Problem statement:
When you repeat the entries, reproduce each line exactly and omit every picture.

Records from a data source:
******************************

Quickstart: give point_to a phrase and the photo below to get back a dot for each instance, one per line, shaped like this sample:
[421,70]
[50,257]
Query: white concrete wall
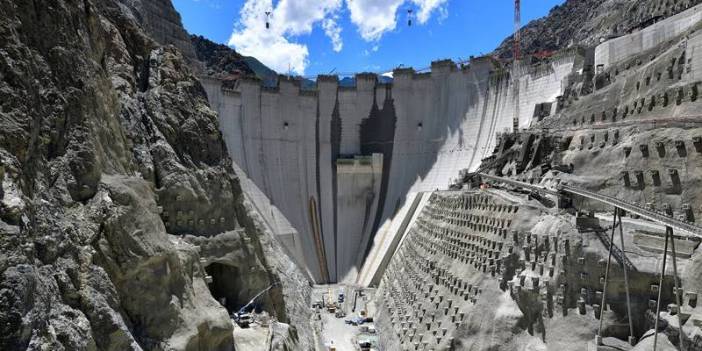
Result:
[618,49]
[460,112]
[357,199]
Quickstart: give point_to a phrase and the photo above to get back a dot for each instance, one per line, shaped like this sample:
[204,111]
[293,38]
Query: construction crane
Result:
[517,51]
[516,55]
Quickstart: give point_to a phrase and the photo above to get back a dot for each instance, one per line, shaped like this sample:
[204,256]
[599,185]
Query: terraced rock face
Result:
[586,22]
[115,182]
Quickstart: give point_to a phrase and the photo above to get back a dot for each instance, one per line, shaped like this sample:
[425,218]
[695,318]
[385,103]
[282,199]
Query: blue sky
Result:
[310,37]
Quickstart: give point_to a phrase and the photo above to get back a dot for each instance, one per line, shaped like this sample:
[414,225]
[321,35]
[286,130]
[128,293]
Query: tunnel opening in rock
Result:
[227,286]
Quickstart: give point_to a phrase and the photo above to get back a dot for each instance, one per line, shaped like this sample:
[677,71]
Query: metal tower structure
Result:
[516,56]
[517,52]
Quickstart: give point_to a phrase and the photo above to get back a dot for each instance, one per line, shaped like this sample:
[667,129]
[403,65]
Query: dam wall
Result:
[293,146]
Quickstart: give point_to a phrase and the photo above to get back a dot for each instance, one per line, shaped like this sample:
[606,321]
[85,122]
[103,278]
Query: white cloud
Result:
[426,7]
[333,31]
[373,17]
[272,46]
[291,18]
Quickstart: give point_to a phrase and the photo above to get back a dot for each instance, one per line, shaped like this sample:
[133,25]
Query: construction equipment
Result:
[243,318]
[331,304]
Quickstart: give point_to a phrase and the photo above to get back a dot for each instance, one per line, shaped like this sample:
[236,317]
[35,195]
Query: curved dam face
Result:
[330,167]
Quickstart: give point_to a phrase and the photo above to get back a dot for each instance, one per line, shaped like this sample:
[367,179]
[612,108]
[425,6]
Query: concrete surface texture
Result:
[288,141]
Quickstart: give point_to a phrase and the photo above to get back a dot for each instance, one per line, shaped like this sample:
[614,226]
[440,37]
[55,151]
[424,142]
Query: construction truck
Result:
[331,304]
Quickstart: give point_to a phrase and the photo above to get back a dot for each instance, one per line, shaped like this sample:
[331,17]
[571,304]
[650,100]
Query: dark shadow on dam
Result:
[377,134]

******************************

Answer box:
Quickstart: give point_to a phrase and the photo below to get back a dot for each instance, one per line, shaped like this sample:
[421,70]
[50,257]
Query: white concrete wall
Result:
[618,49]
[460,112]
[357,199]
Quickstart: give point_to a phrase and the photo above to get back a dot for each instance, one per line, shaped like this sample:
[204,111]
[293,38]
Query: construction crane
Result:
[517,51]
[516,55]
Quickstart: give point_to a phrase and the photo above to get back a dot for each instance, one per line, shaped like this sample:
[204,256]
[599,185]
Query: terraced rock face
Result:
[586,22]
[115,182]
Quickstart: give point_to a phrase and the photo above to get back a dot for each instance, one per line, shaped like this sample:
[425,218]
[695,318]
[385,103]
[282,199]
Query: blue sky
Result:
[310,37]
Quickstart: give point_to a phrase and the photo above to get back a dot for each instance, one per line, shaped like this sample:
[414,225]
[321,35]
[286,130]
[128,293]
Query: tunnel opening in rock
Result:
[227,286]
Quickstart: give point_to a phrase and the photo above to get back a dot for each instance, one per line, shaped like this sample:
[677,71]
Query: metal tower structure
Result:
[516,56]
[517,52]
Quickstart: give point_to a phrase and the photo above to get back a dot for each instance, one per line, shaped like this sample:
[667,129]
[403,65]
Query: dam wall
Result:
[293,146]
Quickstart: give point_to a phrase and the photo above to get back a dot for each instance, one per line, shaped like this sample:
[606,321]
[85,122]
[103,278]
Query: white cloud
Result:
[426,7]
[333,31]
[373,17]
[272,46]
[291,18]
Quickstart: give point_to a phrase and the photo above to get back a dot for each instance, one per line, shaped like this sample:
[133,25]
Query: construction equipment
Result:
[243,318]
[331,304]
Quickstart: give point_to a phrase and the photo above to get back a dot for each instance, one per line, shaped like this sample:
[236,317]
[35,195]
Query: curved dam face
Result:
[330,167]
Quickstart: give point_to a phrase and the photo above to get back a dot for each instance, one per line, shaped like this sample:
[367,179]
[612,108]
[425,6]
Query: concrete surface texture
Result:
[288,141]
Quickstart: give point_to a phrase and the photo above to get back a dot for each instance, one per line, shaped like this sample:
[614,226]
[440,37]
[55,151]
[424,142]
Query: construction truck
Result:
[331,304]
Quickstart: give point_to a phrase and the photo above to get back a dot for each instance, one per line, shaped like this sample:
[331,17]
[571,304]
[650,100]
Query: dark shadow on dam
Result:
[377,134]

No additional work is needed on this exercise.